■ Directive:
Extract the text of each entry below exactly, leaving every image behind.

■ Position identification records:
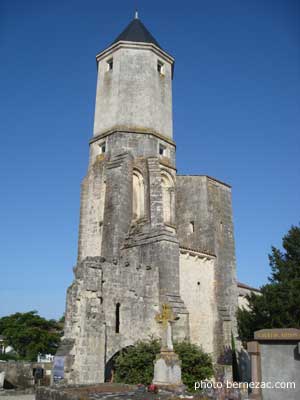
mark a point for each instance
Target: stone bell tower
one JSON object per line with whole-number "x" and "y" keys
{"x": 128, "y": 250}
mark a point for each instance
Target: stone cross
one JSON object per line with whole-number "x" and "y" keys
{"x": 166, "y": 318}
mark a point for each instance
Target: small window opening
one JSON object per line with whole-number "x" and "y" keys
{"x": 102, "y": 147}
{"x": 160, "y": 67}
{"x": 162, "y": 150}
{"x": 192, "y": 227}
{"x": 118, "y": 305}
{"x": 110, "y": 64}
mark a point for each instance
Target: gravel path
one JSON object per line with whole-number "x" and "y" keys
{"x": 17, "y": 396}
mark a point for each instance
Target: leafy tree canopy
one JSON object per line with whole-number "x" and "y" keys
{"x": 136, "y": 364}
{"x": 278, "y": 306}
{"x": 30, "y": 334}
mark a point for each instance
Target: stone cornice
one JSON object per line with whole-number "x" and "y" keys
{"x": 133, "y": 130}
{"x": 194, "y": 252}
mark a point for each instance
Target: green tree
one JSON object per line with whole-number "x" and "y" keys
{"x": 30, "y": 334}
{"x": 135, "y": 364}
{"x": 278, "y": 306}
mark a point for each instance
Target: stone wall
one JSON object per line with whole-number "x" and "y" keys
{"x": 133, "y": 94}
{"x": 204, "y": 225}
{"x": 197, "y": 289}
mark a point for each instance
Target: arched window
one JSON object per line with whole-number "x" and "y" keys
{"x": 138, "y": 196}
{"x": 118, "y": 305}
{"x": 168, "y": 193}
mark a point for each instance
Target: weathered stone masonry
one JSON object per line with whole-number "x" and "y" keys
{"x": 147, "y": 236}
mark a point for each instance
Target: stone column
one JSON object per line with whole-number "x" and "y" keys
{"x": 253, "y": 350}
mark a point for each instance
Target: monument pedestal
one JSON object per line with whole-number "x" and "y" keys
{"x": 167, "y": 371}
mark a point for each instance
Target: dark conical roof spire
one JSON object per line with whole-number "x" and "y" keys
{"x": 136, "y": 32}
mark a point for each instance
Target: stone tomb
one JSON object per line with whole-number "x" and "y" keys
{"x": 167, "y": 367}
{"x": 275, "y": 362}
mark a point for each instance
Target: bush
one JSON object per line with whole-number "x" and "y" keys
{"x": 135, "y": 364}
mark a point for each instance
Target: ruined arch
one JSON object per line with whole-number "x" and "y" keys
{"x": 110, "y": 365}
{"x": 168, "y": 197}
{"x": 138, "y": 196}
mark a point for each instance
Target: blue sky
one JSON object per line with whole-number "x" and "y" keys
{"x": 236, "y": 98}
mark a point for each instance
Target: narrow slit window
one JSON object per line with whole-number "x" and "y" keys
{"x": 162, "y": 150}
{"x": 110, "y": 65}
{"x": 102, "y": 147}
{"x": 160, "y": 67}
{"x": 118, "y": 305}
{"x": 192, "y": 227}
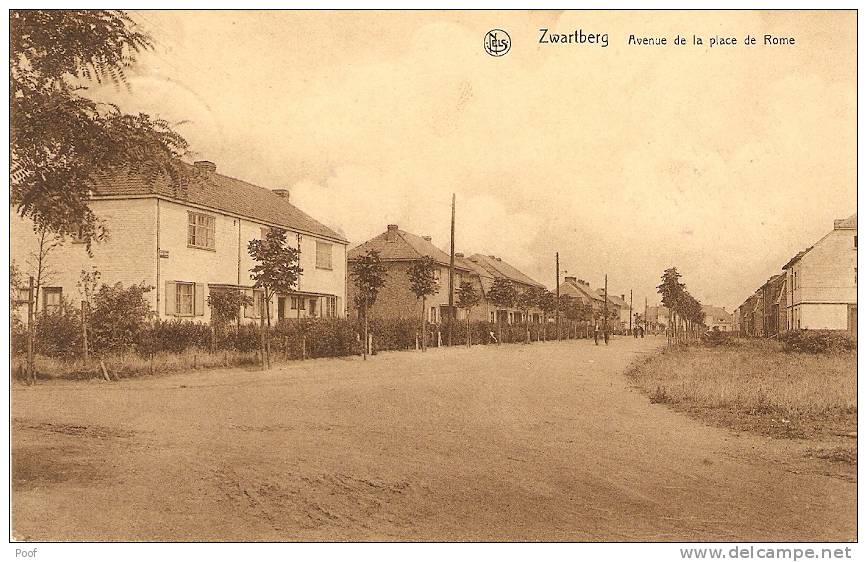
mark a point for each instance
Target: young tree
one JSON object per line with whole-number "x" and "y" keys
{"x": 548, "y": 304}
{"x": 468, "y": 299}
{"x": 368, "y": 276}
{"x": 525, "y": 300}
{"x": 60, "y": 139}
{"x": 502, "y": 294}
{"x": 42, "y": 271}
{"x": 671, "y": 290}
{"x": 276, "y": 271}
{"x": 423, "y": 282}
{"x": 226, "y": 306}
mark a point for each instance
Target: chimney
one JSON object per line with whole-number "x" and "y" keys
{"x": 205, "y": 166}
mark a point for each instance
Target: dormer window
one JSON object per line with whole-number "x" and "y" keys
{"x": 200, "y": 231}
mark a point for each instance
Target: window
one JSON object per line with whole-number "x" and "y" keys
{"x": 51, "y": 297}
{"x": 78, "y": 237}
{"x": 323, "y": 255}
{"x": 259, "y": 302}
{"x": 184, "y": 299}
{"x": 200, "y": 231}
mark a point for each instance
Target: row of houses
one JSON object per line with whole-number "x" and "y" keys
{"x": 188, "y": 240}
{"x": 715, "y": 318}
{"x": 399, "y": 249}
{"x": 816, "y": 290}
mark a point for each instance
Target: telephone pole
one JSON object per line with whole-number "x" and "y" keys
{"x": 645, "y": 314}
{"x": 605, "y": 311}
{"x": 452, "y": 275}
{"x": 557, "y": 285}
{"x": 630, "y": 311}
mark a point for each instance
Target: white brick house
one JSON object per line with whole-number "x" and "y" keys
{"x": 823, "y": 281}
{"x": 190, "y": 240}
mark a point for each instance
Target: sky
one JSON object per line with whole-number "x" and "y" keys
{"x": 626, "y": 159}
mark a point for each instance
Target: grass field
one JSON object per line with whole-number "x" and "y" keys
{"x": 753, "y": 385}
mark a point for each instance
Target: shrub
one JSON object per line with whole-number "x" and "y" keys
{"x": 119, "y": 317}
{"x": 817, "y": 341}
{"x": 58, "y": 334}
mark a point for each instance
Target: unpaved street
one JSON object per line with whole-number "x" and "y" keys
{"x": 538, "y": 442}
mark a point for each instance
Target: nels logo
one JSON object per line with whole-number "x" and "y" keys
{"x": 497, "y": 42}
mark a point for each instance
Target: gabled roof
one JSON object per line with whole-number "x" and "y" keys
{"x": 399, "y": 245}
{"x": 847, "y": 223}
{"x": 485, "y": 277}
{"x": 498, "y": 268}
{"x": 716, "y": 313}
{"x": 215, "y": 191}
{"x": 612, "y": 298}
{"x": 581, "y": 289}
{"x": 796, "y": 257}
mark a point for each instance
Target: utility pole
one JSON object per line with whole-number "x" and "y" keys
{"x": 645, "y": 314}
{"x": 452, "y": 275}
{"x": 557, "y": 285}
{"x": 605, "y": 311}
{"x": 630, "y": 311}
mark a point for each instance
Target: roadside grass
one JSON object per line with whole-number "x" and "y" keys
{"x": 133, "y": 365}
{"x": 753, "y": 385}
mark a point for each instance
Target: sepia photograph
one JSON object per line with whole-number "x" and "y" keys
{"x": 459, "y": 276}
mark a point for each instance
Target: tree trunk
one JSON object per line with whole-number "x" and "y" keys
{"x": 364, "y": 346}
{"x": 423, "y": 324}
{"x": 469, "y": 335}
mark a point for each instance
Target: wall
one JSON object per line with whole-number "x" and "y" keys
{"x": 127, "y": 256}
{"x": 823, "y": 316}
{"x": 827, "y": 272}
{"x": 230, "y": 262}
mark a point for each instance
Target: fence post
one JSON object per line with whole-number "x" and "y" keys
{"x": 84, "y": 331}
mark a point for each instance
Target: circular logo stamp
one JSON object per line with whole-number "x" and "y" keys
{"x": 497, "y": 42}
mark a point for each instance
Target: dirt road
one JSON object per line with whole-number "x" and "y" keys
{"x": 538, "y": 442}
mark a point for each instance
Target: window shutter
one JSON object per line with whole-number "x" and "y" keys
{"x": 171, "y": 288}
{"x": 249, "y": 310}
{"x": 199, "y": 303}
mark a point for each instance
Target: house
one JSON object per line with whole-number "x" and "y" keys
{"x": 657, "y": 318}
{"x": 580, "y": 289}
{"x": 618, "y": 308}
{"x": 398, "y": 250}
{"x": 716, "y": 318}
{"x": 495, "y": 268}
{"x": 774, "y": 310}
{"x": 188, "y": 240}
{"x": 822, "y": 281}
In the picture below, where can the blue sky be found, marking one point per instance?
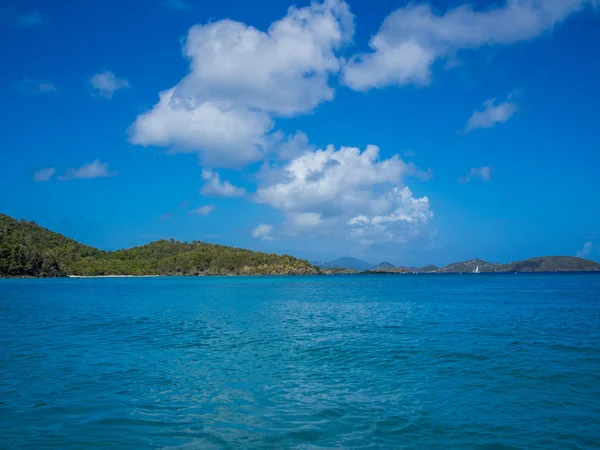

■ Finished exercise:
mark a point for each instance
Target: stone bell tower
one JSON object per line with whole-number "x" and "y" keys
{"x": 128, "y": 250}
mark a point for each instance
Target: stone cross
one JSON object per line with whole-number "x" and "y" keys
{"x": 166, "y": 318}
mark a point for each instance
Target: small window opening
one JSON object per line with whole-number "x" and "y" keys
{"x": 102, "y": 147}
{"x": 160, "y": 67}
{"x": 162, "y": 150}
{"x": 192, "y": 227}
{"x": 118, "y": 305}
{"x": 110, "y": 64}
mark a point for each instance
Target: gravel path
one JSON object per line with whole-number "x" and "y" keys
{"x": 17, "y": 396}
mark a point for each instance
Target: leafy tree canopy
one JSON object per line with whole-number "x" and "y" keys
{"x": 136, "y": 364}
{"x": 278, "y": 306}
{"x": 30, "y": 334}
mark a point for each instance
Target: stone cornice
one JSON object per line with whole-number "x" and "y" keys
{"x": 133, "y": 130}
{"x": 194, "y": 252}
mark a point for each instance
Target: green tree
one JSON object per line with whole-number "x" and "y" keys
{"x": 30, "y": 334}
{"x": 135, "y": 364}
{"x": 278, "y": 306}
mark a point for each instance
Target: stone wall
one JSON object per line with whole-number "x" and "y" keys
{"x": 133, "y": 94}
{"x": 204, "y": 225}
{"x": 197, "y": 289}
mark a point for each instance
Target: arched window
one JSON object per line with whole-number "x" and "y" keys
{"x": 138, "y": 196}
{"x": 118, "y": 305}
{"x": 168, "y": 193}
mark a point for each instance
Target: weathered stone masonry
one JSON object per line with whole-number "x" and "y" keys
{"x": 147, "y": 236}
mark a point for each instance
Target: stone column
one JSON object per line with whole-number "x" and "y" keys
{"x": 253, "y": 350}
mark a point for each instance
Target: monument pedestal
one JSON object per line with whole-number "x" and "y" keys
{"x": 167, "y": 371}
mark a point for each instance
Target: dark conical roof spire
one JSON object per line with whole-number "x" and "y" keys
{"x": 136, "y": 32}
mark a point for each instance
Target: stone tomb
one JSON object per line with whole-number "x" and "y" keys
{"x": 167, "y": 367}
{"x": 275, "y": 362}
mark a point for each instance
Target: bush
one JSON object per line with whole-number "x" and "y" keys
{"x": 135, "y": 364}
mark a point for each instance
Target: ruined arch
one JSON object per line with whole-number "x" and "y" keys
{"x": 110, "y": 365}
{"x": 168, "y": 197}
{"x": 138, "y": 196}
mark a point for each instance
Target: blue sky
one JSON object per line with whole-number "x" and "y" keys
{"x": 236, "y": 98}
mark a point for each instance
Target: narrow slit window
one JSON object per line with whole-number "x" and "y" keys
{"x": 162, "y": 150}
{"x": 110, "y": 65}
{"x": 102, "y": 147}
{"x": 160, "y": 67}
{"x": 118, "y": 305}
{"x": 192, "y": 227}
mark a point for each instance
Target: young tree
one JSON object per line with whole-number "x" and "y" keys
{"x": 548, "y": 304}
{"x": 468, "y": 299}
{"x": 368, "y": 276}
{"x": 525, "y": 300}
{"x": 60, "y": 139}
{"x": 502, "y": 294}
{"x": 42, "y": 271}
{"x": 671, "y": 290}
{"x": 276, "y": 271}
{"x": 423, "y": 282}
{"x": 226, "y": 306}
mark a point for each instance
Target: chimney
one JSON object per line with whole-number "x" and "y" keys
{"x": 205, "y": 166}
mark a point for each instance
Target: dormer window
one JSON object per line with whole-number "x" and "y" keys
{"x": 200, "y": 231}
mark a point for each instance
Target: window
one JSON object per line with whole-number "x" and "y" keys
{"x": 51, "y": 297}
{"x": 78, "y": 237}
{"x": 323, "y": 255}
{"x": 259, "y": 302}
{"x": 184, "y": 299}
{"x": 200, "y": 231}
mark a point for each instance
Target: row of houses
one JSON object per line with whole-number "x" and "y" keys
{"x": 188, "y": 240}
{"x": 715, "y": 318}
{"x": 399, "y": 249}
{"x": 816, "y": 290}
mark a point for each instance
Target: telephone pole
one JSON object per line with whole-number "x" and "y" keys
{"x": 645, "y": 314}
{"x": 605, "y": 311}
{"x": 452, "y": 275}
{"x": 557, "y": 285}
{"x": 630, "y": 311}
mark a point for each instance
Target: white brick house
one JSON object per line with whole-number "x" and "y" keys
{"x": 823, "y": 281}
{"x": 190, "y": 240}
mark a point for each instance
Target: sky
one JSON object per line with whole-number "x" and "y" keys
{"x": 626, "y": 159}
mark a point for each instance
Target: grass field
one JSON object per line with whole-number "x" and "y" keys
{"x": 753, "y": 385}
mark a point for each instance
Target: shrub
one JSON object per line with whole-number "x" and "y" keys
{"x": 119, "y": 317}
{"x": 817, "y": 341}
{"x": 58, "y": 334}
mark a point for each instance
Target: unpaved street
one JSON object per line with whole-number "x" and "y" keys
{"x": 538, "y": 442}
mark a point for each instance
Target: nels logo
one JSON object per line with whole-number "x" and "y" keys
{"x": 497, "y": 42}
mark a point for each instance
Target: gabled roof
one JSON object per line with whole-number "x" and "y" keys
{"x": 399, "y": 245}
{"x": 847, "y": 223}
{"x": 485, "y": 277}
{"x": 498, "y": 268}
{"x": 716, "y": 313}
{"x": 215, "y": 191}
{"x": 612, "y": 298}
{"x": 581, "y": 289}
{"x": 796, "y": 257}
mark a point for each instance
Target: utility pole
one JSON object per line with whole-number "x" and "y" keys
{"x": 645, "y": 314}
{"x": 452, "y": 275}
{"x": 557, "y": 285}
{"x": 605, "y": 311}
{"x": 630, "y": 311}
mark a point for each instance
Target: roadside grass
one JSON object per line with whole-number "x" and "y" keys
{"x": 133, "y": 365}
{"x": 753, "y": 385}
mark a point for each instance
Target: sepia photograph
one JSON object per line with whole-number "x" and "y" keys
{"x": 459, "y": 276}
mark a point for each instance
Target: tree trunk
one JSON object per line with whole-number "x" and "y" keys
{"x": 364, "y": 346}
{"x": 423, "y": 324}
{"x": 469, "y": 335}
mark a point for each instance
Target: wall
one JSON object per line with whole-number "x" and "y" keys
{"x": 127, "y": 256}
{"x": 823, "y": 316}
{"x": 827, "y": 272}
{"x": 230, "y": 262}
mark a point for each instance
Target: fence post
one JSON object per line with whole-number "x" and "y" keys
{"x": 84, "y": 331}
mark a point for each instance
Target: circular logo stamp
one JSON object per line with whole-number "x" and "y" keys
{"x": 497, "y": 42}
mark a point for each instance
Target: dirt road
one JSON object per line with whole-number "x" and "y" keys
{"x": 538, "y": 442}
mark a point for each instance
Target: window shutter
one JSON object per line with whole-number "x" and "y" keys
{"x": 171, "y": 288}
{"x": 249, "y": 310}
{"x": 199, "y": 303}
mark a point for each instance
Target: house
one JSON object per line with whole-number "x" and "y" keys
{"x": 657, "y": 318}
{"x": 580, "y": 289}
{"x": 618, "y": 308}
{"x": 398, "y": 250}
{"x": 716, "y": 318}
{"x": 495, "y": 268}
{"x": 774, "y": 310}
{"x": 188, "y": 240}
{"x": 822, "y": 281}
In the picture below, where can the blue sky be found, marking one point per instance?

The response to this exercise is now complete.